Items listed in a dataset
───

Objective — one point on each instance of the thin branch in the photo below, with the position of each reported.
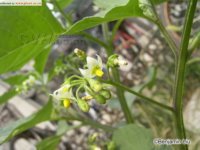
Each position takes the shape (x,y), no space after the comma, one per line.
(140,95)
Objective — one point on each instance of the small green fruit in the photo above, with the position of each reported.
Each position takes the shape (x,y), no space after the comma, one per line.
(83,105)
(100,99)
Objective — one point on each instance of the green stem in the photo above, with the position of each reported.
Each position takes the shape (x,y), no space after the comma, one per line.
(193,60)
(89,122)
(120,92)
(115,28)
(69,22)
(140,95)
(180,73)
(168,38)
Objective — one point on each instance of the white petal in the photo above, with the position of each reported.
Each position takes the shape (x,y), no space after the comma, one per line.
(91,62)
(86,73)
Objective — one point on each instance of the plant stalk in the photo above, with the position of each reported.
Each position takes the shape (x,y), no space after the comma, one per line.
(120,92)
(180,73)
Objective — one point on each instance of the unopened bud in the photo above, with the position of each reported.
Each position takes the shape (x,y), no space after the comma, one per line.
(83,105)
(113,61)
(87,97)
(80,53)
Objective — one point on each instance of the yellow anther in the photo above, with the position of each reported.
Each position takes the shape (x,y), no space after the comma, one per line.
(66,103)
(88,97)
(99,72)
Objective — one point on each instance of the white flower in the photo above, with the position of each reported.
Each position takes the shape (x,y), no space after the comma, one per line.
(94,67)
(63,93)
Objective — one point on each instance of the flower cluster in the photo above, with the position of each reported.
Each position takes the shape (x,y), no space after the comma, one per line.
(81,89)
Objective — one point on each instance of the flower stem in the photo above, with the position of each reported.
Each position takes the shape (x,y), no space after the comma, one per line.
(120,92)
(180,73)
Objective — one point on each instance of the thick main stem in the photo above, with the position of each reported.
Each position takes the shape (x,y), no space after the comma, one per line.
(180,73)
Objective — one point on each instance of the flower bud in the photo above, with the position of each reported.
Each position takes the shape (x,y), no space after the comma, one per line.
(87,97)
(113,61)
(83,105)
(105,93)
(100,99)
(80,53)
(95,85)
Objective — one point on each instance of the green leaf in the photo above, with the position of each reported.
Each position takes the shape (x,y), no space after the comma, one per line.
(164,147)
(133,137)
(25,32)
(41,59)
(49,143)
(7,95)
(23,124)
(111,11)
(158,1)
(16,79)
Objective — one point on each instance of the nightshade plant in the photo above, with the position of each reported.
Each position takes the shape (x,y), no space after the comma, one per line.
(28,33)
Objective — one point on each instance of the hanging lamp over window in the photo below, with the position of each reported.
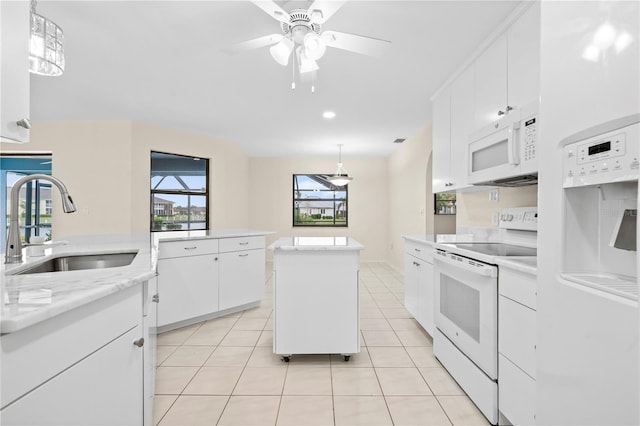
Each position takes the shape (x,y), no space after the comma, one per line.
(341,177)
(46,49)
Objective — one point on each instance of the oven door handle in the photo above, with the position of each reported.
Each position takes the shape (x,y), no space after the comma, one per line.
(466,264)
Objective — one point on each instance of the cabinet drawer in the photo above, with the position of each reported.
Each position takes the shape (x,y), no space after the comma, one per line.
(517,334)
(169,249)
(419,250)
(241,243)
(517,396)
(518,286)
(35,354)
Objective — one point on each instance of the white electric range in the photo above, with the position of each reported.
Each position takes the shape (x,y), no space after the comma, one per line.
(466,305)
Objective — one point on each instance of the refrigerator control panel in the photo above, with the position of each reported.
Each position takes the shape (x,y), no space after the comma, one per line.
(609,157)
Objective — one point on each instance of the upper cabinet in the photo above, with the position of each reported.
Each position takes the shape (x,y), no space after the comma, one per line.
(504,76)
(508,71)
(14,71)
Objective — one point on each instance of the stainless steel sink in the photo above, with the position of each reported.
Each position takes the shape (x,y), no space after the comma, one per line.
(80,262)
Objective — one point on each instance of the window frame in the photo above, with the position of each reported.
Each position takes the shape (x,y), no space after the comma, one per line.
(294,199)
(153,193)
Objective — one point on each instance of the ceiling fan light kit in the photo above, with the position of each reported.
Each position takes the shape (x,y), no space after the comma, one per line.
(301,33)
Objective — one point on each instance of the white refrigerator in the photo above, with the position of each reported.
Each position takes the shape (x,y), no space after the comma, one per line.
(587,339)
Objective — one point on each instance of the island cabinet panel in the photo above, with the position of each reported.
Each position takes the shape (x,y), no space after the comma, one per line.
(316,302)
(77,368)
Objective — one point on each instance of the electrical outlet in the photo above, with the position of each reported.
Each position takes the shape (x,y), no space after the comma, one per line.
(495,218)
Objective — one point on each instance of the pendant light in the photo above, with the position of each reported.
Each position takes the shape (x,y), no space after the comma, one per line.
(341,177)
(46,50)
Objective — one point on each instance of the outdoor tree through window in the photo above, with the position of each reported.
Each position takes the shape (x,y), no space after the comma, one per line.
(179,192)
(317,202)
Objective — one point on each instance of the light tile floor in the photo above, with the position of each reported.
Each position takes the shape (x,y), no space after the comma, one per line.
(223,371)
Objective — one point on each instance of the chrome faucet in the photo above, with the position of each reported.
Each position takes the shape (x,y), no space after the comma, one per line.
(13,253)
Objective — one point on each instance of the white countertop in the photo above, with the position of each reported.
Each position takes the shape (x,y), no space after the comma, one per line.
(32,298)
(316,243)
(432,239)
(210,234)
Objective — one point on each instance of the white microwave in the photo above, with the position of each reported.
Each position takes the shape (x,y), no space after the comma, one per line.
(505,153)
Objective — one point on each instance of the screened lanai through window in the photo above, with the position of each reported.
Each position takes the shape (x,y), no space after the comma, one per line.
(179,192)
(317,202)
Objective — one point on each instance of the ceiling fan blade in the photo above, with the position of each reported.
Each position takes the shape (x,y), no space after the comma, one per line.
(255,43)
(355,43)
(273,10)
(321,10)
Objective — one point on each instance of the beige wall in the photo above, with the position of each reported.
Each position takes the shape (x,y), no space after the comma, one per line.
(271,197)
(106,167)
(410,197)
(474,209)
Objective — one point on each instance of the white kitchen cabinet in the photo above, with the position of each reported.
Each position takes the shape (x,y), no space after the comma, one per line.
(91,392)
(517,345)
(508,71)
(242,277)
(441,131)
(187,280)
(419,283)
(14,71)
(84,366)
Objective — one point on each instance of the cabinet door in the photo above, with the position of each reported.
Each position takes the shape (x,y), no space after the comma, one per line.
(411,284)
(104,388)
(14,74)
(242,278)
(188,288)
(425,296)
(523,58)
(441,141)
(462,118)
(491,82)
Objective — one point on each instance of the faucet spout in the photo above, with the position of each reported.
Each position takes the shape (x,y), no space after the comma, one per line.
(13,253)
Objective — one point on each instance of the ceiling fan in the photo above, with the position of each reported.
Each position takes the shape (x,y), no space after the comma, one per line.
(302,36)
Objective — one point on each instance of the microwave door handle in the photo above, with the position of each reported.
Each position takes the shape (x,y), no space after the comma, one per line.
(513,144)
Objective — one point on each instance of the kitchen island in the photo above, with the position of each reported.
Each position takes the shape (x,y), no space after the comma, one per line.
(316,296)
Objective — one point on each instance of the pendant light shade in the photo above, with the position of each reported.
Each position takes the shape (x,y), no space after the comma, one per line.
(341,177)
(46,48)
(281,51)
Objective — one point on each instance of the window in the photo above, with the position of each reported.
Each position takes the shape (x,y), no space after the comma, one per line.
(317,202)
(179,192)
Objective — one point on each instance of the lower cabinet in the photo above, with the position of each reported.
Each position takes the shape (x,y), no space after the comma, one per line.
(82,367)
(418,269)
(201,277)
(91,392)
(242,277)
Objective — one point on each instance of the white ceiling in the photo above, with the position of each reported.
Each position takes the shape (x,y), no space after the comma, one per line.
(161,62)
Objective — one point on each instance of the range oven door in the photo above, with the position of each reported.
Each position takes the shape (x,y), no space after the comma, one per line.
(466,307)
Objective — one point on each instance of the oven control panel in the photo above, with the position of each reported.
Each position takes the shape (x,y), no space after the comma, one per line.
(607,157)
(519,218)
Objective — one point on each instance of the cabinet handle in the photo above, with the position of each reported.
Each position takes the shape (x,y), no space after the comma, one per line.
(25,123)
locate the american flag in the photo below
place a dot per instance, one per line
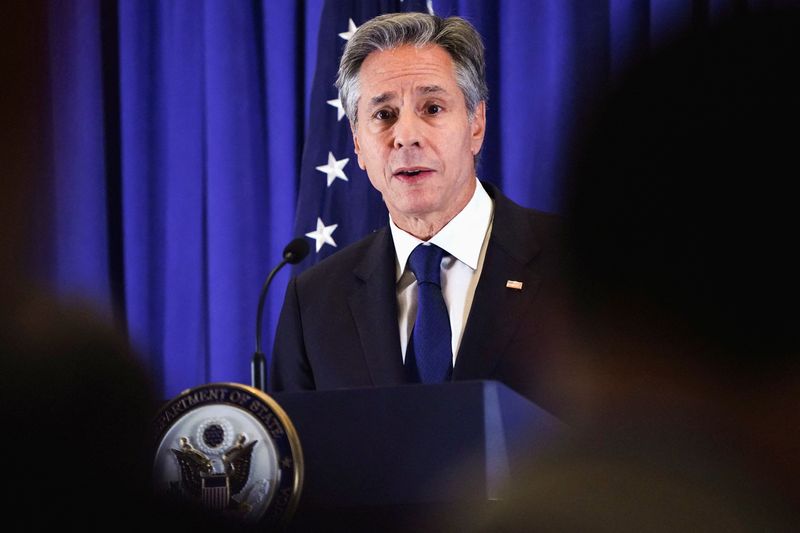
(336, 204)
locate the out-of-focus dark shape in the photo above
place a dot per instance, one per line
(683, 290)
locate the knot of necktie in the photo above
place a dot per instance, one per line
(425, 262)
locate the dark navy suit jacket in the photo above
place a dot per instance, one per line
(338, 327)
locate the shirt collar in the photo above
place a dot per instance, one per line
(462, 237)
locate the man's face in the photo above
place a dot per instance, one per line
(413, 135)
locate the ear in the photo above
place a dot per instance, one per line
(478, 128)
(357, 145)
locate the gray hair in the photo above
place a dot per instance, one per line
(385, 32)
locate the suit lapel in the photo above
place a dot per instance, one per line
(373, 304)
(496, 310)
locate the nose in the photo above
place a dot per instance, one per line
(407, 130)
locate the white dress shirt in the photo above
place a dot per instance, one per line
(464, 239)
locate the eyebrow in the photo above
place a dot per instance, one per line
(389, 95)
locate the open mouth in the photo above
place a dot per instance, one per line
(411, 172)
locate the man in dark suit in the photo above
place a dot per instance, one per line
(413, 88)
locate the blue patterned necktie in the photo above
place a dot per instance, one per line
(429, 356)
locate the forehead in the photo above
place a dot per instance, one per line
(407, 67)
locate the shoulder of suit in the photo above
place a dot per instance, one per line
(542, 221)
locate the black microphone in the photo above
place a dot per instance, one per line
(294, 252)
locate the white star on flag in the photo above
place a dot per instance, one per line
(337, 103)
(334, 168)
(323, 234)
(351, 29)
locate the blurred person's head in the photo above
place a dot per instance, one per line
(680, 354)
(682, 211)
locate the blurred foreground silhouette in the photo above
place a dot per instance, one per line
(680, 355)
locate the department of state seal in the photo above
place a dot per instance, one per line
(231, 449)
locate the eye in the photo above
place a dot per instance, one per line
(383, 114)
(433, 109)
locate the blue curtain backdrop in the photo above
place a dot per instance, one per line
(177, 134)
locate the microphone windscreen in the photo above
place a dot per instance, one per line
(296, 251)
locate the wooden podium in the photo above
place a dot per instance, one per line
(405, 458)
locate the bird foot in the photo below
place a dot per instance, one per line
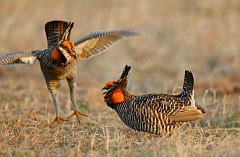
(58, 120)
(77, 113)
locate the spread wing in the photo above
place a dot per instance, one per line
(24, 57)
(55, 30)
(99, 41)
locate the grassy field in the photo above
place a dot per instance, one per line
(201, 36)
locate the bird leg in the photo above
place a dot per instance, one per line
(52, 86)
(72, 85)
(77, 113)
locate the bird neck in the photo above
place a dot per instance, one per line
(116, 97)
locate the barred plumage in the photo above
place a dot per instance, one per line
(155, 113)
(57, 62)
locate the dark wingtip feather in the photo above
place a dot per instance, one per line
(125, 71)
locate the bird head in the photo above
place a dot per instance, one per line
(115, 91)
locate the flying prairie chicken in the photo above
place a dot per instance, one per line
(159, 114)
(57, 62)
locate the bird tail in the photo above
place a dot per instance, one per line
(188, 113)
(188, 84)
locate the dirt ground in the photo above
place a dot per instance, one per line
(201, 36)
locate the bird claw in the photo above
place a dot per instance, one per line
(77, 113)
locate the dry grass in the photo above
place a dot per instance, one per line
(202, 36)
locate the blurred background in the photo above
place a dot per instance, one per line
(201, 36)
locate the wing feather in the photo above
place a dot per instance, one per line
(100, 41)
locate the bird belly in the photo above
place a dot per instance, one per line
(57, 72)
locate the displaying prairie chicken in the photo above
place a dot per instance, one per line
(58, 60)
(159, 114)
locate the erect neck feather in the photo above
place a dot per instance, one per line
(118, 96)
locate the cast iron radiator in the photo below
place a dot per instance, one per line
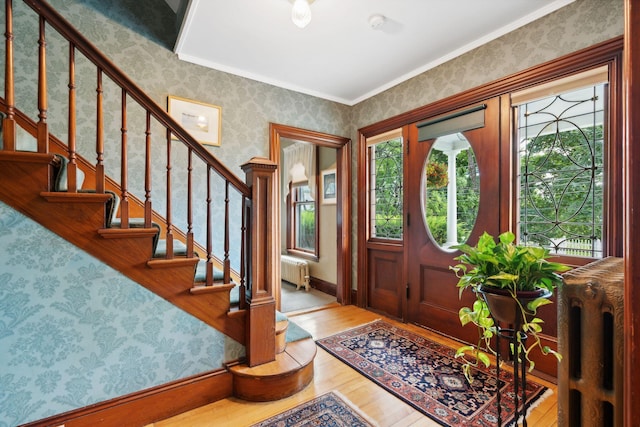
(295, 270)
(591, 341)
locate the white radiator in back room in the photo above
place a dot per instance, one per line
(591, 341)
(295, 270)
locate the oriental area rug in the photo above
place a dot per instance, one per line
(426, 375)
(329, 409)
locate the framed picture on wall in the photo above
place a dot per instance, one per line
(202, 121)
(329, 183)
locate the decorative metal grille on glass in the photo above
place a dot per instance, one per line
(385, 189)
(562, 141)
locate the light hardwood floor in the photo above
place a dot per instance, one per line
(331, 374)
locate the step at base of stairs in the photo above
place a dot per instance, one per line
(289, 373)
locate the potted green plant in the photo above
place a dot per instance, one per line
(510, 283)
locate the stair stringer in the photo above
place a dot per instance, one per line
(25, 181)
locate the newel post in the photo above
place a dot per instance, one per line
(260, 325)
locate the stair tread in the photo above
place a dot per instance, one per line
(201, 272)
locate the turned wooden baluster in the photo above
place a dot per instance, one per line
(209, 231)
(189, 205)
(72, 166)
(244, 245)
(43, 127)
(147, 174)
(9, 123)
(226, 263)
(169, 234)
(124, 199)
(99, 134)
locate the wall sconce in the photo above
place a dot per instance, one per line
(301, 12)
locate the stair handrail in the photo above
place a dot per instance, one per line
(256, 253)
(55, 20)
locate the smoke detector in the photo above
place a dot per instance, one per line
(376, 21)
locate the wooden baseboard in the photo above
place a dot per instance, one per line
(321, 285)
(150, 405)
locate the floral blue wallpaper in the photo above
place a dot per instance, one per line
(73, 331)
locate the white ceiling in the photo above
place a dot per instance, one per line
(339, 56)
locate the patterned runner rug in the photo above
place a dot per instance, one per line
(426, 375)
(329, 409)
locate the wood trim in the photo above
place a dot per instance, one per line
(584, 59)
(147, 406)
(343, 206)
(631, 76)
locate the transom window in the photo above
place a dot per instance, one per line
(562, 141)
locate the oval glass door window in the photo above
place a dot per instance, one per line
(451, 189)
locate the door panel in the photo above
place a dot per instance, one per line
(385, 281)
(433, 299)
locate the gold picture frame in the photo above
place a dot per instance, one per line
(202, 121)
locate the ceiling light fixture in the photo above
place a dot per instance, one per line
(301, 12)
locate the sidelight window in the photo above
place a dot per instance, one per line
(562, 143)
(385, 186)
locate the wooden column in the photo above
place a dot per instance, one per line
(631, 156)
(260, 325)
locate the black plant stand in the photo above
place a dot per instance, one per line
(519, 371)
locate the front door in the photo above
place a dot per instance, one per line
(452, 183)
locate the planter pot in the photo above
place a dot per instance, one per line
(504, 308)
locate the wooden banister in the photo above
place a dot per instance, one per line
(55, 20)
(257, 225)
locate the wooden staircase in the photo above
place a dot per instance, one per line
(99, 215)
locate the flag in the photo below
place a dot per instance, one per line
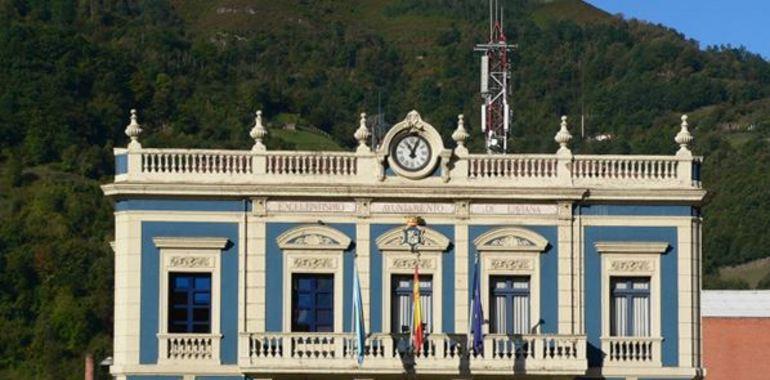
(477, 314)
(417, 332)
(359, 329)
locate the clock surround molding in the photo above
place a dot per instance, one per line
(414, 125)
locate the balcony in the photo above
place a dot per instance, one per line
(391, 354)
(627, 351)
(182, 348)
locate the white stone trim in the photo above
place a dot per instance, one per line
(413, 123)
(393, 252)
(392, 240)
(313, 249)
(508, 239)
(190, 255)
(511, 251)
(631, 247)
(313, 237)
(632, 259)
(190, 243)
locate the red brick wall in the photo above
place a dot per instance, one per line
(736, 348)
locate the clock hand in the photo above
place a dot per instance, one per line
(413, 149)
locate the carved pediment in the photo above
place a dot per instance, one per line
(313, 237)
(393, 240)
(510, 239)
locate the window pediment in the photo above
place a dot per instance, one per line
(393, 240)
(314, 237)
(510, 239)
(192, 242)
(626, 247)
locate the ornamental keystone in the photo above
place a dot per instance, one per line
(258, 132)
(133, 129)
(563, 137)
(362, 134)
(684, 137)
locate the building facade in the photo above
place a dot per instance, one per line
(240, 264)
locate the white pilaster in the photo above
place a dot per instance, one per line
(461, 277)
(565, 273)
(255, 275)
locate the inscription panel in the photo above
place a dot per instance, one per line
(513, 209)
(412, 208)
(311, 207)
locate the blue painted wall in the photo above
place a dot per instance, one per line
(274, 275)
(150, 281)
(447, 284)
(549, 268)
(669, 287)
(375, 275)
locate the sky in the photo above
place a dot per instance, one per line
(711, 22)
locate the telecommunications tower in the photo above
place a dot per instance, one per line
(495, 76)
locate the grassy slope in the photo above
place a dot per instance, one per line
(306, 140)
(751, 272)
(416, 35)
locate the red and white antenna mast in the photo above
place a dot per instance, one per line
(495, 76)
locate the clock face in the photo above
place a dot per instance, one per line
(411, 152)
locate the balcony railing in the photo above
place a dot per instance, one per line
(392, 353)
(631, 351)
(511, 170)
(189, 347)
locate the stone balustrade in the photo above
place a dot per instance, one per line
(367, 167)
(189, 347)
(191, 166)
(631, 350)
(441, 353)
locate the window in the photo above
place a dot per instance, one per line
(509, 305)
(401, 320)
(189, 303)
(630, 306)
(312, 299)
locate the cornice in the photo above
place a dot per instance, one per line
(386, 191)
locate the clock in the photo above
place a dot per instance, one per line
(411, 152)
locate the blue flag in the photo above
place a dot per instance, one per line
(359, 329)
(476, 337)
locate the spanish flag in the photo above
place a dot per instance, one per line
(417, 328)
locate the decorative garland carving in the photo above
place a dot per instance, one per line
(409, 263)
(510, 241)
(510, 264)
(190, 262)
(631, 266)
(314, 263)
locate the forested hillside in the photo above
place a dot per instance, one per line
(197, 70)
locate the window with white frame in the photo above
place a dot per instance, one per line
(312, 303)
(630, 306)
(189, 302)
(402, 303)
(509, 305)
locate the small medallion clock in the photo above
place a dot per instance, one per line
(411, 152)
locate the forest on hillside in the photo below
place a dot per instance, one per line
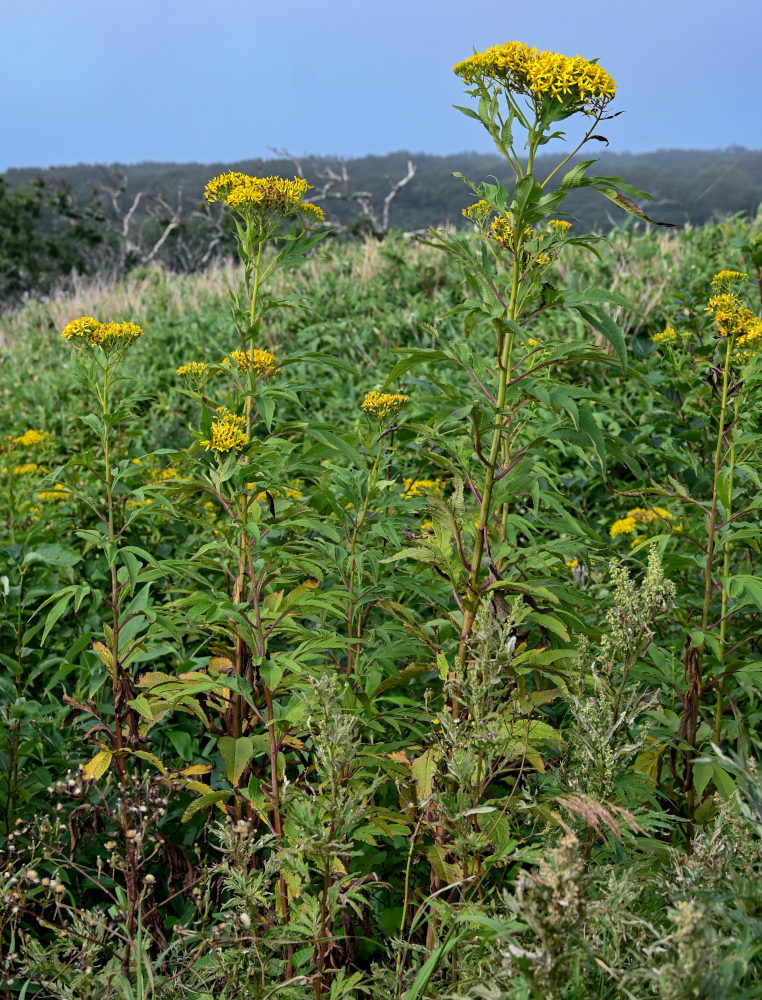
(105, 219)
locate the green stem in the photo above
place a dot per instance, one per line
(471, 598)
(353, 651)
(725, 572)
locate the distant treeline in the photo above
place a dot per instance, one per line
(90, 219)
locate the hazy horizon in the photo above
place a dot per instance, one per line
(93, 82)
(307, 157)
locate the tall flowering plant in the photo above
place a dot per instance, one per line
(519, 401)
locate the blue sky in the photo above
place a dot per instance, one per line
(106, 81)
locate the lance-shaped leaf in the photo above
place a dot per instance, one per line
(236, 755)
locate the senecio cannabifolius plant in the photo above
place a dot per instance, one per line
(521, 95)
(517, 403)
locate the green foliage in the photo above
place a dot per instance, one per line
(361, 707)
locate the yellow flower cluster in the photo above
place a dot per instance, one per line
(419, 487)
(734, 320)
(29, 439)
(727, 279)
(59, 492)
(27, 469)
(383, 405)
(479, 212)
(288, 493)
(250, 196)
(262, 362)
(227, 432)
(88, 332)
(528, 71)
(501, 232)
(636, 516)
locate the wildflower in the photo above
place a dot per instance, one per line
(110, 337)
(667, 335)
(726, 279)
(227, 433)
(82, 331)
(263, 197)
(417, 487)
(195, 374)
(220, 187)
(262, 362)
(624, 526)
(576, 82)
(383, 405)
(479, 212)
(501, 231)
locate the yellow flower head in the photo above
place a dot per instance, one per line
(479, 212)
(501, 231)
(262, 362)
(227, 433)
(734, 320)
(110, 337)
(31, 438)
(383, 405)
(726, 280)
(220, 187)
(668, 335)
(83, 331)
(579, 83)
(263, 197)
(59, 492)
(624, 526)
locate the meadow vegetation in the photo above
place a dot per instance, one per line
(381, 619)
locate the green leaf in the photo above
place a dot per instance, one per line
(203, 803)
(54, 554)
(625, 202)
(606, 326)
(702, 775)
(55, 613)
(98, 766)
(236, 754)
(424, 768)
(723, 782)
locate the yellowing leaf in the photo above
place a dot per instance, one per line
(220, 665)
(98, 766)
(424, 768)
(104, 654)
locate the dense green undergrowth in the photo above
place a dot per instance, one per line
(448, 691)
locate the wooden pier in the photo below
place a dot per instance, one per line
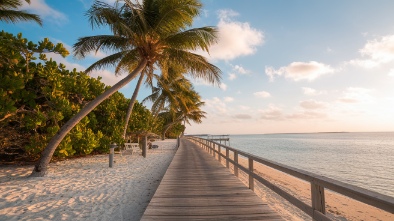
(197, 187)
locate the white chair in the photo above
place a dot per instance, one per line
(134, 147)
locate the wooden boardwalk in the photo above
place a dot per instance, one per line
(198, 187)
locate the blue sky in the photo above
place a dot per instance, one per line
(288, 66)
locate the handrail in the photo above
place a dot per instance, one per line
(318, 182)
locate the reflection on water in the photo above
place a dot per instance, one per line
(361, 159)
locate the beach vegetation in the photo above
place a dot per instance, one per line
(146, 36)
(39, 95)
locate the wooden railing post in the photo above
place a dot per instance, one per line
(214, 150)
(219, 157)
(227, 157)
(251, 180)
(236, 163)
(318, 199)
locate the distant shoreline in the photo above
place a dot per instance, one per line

───

**What the task requires:** All lines in the records above that contain "face" are to be reported.

**Problem solution:**
locate the man's face in the photo above
locate the clock face in the photo above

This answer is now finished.